→ **WHAT TO DO**
Pull from the data below every line that contains the word "pelican", matching case exactly.
......
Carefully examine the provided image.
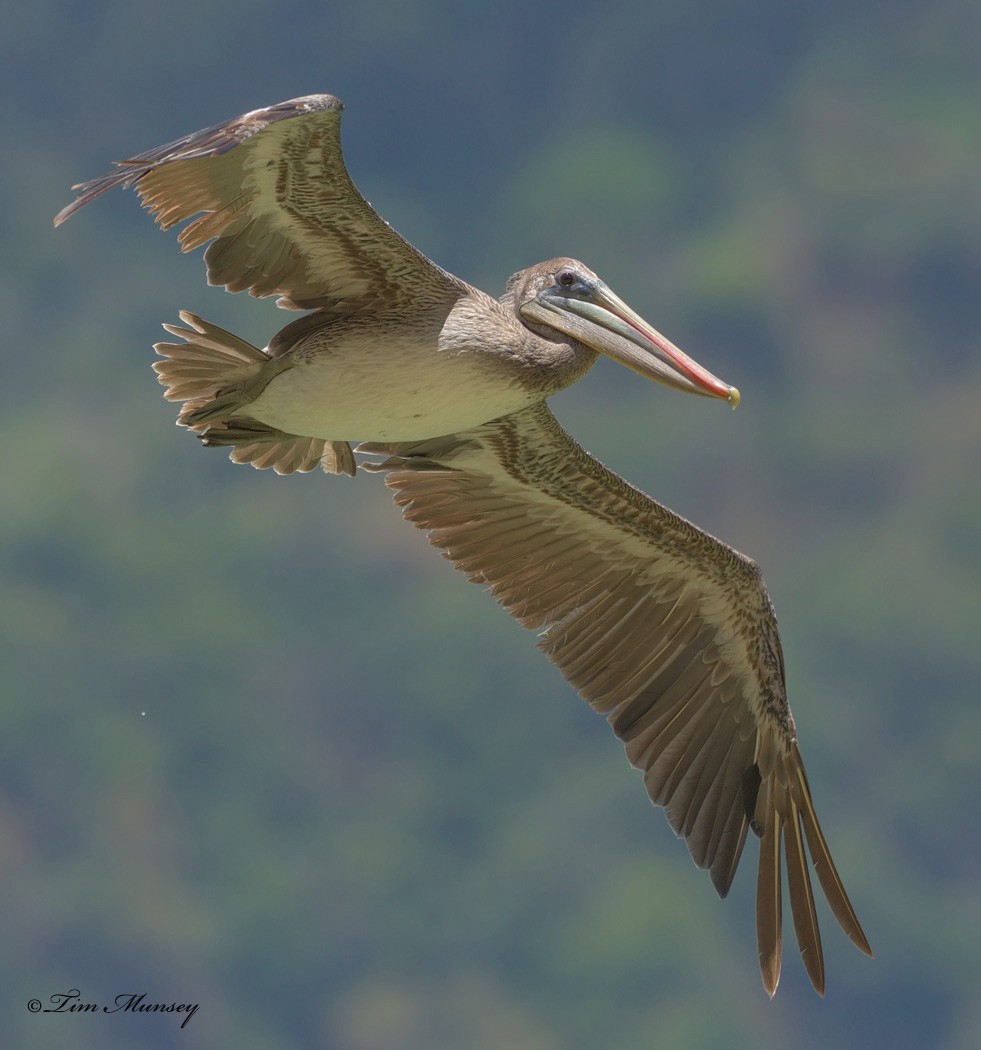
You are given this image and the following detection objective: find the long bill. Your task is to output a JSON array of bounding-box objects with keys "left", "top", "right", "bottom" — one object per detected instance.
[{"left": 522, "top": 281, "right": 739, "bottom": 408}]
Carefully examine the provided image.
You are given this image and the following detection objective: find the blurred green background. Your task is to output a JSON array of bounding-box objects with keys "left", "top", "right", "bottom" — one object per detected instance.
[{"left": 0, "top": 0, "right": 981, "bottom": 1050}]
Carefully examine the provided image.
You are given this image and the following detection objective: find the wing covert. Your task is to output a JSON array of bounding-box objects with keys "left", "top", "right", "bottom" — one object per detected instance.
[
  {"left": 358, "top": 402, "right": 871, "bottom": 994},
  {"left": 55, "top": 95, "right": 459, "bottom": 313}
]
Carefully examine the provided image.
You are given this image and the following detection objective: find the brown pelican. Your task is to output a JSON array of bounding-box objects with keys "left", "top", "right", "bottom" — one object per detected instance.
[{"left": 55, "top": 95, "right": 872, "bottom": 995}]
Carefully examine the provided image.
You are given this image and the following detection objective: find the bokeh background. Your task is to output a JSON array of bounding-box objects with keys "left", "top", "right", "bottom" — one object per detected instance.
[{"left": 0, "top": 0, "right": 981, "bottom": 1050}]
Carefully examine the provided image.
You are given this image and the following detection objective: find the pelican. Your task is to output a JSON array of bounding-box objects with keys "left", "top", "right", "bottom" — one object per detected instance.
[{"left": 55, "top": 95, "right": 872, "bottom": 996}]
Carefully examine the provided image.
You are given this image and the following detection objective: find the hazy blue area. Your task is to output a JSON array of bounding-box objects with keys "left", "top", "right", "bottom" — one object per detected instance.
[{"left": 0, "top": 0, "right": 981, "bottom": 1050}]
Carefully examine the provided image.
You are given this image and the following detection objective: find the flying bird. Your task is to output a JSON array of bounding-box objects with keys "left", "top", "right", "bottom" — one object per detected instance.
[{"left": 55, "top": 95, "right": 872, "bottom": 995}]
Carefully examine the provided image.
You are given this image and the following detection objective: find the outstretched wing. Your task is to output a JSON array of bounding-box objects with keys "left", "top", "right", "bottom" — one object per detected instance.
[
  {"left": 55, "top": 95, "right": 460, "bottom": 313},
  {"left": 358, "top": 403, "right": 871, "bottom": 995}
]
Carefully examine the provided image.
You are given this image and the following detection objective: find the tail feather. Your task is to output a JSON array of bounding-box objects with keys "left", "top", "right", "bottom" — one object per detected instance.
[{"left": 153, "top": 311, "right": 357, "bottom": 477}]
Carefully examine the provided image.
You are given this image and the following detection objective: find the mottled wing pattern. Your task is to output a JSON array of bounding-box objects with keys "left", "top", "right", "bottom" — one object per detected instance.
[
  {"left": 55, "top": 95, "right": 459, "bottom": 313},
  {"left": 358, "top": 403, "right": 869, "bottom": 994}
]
......
→ **RESULT OF THE TASK**
You are given this image and the following detection objective: find the brown pelican. Your task is to output a JSON array of bounding-box objects with keys "left", "top", "right", "bottom" — one object per detected instance.
You are given this image and the following detection objective: find the pelican. Your task is to output a JSON array of bounding-box objects with keys "left", "top", "right", "bottom" — one object per detected instance.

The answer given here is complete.